=== Given records ===
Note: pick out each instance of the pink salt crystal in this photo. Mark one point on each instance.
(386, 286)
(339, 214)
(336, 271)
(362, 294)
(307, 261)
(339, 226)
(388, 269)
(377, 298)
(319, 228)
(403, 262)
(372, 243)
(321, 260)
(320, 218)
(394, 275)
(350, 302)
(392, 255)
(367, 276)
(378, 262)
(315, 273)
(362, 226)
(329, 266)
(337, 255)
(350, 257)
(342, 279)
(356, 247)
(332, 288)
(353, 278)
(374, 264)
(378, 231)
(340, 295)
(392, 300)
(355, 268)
===
Reproduce every one of the records above verbatim, changing nothing in any line.

§ Task result
Note: pick out each instance of the pink salt crystal in this photo. Mark one point on each instance.
(386, 286)
(339, 214)
(336, 271)
(362, 294)
(307, 261)
(339, 226)
(388, 269)
(377, 298)
(319, 228)
(403, 262)
(372, 243)
(321, 260)
(320, 218)
(394, 275)
(350, 302)
(392, 255)
(367, 276)
(378, 262)
(315, 273)
(362, 226)
(329, 266)
(337, 255)
(350, 257)
(342, 279)
(356, 247)
(332, 288)
(353, 278)
(374, 264)
(378, 231)
(340, 295)
(392, 300)
(355, 268)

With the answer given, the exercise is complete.